(Items from a dataset)
⁂

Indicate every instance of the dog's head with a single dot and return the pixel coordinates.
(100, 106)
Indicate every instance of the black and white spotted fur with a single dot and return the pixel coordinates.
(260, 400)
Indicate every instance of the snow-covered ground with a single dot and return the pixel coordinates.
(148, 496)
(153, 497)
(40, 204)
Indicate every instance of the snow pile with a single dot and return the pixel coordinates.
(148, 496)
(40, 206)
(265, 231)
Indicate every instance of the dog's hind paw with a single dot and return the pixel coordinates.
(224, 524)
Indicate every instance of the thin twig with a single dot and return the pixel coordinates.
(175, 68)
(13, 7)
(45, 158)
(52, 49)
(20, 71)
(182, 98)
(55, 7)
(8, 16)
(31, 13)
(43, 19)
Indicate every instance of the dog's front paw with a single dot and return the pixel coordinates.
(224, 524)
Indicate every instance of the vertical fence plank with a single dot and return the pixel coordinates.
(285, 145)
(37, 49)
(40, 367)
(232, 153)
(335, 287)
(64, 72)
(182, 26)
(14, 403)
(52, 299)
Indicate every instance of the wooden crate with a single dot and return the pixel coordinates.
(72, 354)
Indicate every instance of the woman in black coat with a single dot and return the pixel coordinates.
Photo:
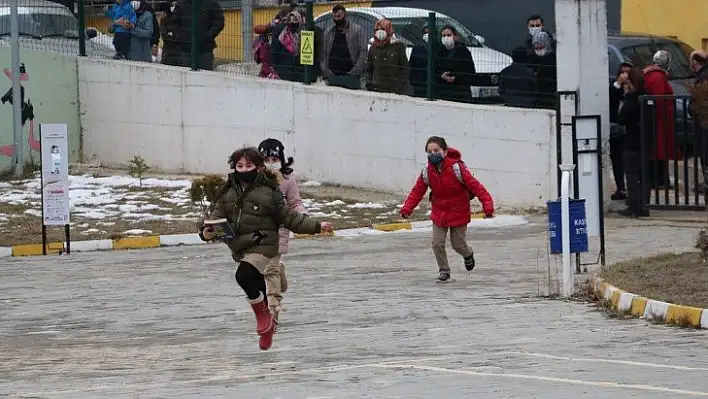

⁂

Every line from the one with "Indicate every instance of the vertical" through the end of the records above belongs in the answer, copied exactly; no picture does.

Indicate every instance of the vertical fence plank with a single dot and return the pixel coordinates.
(285, 145)
(37, 49)
(40, 367)
(232, 153)
(335, 287)
(64, 72)
(182, 26)
(14, 403)
(52, 299)
Indicate every instance of the wooden crate with a single dot and return the pixel coordinates.
(72, 354)
Indicate every instance of the woman in black coat with a single dot and return the pixel coordinates.
Photo:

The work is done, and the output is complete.